Rows of extracted data:

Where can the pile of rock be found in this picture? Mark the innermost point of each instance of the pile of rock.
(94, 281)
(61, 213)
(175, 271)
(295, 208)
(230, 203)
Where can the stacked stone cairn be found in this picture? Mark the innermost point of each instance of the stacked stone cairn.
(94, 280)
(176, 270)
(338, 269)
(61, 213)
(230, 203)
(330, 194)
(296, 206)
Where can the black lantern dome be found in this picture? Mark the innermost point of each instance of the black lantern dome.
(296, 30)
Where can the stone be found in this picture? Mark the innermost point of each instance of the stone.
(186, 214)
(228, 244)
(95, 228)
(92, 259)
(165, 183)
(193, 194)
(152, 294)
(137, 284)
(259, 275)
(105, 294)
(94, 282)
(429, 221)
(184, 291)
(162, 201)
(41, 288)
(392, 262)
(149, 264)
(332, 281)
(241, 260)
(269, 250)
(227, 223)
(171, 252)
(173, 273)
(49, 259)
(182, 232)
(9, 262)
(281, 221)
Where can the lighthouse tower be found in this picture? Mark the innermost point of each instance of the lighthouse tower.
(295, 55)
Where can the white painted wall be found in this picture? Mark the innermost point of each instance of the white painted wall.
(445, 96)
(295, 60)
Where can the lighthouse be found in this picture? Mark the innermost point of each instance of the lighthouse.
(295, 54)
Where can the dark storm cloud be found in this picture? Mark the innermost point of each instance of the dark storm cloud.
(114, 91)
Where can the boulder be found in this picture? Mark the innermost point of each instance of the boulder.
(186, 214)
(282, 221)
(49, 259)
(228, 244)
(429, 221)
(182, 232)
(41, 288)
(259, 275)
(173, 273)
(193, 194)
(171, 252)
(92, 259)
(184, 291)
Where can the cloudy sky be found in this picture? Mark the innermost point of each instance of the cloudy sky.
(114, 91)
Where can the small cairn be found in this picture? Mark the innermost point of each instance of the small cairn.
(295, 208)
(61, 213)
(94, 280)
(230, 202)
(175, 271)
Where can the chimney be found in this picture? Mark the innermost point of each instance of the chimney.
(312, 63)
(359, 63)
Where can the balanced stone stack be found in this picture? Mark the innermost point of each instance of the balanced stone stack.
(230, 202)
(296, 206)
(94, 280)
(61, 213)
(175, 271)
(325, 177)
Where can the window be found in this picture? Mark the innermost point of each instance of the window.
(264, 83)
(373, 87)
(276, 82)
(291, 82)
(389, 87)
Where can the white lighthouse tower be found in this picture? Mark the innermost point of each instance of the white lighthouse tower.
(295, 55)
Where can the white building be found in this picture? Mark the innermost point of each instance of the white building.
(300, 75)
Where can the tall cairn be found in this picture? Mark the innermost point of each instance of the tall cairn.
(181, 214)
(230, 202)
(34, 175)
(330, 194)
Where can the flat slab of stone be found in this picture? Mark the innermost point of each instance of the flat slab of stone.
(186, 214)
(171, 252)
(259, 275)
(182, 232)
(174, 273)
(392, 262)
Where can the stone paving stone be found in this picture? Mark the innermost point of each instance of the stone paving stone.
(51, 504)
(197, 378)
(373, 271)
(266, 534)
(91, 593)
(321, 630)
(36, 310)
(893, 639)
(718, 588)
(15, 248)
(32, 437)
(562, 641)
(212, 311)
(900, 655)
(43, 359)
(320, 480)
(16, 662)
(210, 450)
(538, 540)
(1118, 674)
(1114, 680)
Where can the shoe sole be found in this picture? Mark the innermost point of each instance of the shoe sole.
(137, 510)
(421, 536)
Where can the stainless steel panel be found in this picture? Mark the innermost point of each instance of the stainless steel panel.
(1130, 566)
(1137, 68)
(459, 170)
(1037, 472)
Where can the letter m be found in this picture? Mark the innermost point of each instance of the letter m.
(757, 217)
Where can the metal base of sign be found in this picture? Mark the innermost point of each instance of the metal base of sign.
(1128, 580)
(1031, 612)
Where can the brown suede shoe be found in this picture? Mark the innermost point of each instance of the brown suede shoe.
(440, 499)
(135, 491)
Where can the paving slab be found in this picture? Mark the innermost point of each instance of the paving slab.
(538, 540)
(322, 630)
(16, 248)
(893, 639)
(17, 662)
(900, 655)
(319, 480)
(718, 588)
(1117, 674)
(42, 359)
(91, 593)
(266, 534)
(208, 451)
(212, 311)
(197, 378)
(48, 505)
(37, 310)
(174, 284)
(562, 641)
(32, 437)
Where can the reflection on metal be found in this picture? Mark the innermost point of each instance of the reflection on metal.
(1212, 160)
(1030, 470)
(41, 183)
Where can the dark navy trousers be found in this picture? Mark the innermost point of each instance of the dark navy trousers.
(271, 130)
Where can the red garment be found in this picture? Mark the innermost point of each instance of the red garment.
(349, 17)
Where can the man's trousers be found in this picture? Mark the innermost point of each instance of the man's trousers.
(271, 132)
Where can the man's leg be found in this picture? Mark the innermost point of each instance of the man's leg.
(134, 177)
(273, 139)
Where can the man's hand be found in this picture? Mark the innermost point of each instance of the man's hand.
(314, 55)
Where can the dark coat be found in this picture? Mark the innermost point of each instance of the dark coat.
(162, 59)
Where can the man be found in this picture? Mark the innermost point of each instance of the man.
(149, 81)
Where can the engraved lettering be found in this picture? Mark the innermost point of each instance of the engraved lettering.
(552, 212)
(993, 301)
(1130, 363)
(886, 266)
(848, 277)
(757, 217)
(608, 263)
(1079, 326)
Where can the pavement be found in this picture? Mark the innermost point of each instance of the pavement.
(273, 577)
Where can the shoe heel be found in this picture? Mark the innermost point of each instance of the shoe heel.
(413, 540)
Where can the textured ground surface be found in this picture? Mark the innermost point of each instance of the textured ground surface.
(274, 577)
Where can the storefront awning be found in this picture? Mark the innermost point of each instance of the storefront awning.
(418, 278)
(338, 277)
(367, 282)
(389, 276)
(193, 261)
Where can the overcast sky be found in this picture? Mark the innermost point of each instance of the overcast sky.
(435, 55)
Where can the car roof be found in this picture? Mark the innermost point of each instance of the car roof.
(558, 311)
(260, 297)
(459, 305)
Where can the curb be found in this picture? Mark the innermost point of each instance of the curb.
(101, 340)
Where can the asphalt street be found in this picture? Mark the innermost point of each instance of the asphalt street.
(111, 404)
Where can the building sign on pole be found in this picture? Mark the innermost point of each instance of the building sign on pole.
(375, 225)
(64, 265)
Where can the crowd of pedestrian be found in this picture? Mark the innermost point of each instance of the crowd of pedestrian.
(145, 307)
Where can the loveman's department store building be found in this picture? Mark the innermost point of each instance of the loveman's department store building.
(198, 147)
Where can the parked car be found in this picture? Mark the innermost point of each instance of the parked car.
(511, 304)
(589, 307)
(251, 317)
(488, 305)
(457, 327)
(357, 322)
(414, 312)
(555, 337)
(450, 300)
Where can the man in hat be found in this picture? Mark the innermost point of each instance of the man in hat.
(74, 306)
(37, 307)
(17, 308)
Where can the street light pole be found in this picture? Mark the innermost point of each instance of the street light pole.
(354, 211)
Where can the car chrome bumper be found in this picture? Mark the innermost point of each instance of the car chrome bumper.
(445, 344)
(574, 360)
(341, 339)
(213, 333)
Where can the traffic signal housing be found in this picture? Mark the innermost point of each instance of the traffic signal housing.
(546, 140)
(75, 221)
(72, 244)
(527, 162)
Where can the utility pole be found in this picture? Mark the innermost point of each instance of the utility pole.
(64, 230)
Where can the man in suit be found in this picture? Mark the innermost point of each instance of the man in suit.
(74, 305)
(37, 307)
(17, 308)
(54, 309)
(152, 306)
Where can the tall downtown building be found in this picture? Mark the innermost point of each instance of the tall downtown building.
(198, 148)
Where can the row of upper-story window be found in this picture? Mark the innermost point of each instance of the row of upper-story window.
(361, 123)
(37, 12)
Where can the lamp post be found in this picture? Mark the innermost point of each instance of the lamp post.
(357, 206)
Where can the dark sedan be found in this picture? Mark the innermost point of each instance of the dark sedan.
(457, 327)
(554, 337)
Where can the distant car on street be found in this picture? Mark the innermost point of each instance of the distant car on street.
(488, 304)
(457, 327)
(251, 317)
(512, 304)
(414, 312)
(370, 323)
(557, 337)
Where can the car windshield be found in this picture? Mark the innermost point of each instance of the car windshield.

WHAT YOU NEED TO DO:
Can you arrange everything from the line containing "Where can the letter" down through the line containing "(1031, 612)" as a JSON list of strings, one string per line, with blank lines left out?

FINISHED TASK:
[
  "Where can the letter m be found in this picture? Mark the innermost point of each instance of the letter m.",
  "(757, 217)",
  "Where can the metal base of sign be found in this picture? Mark the innermost point of each instance of the metal base of sign.",
  "(1128, 580)",
  "(1031, 612)"
]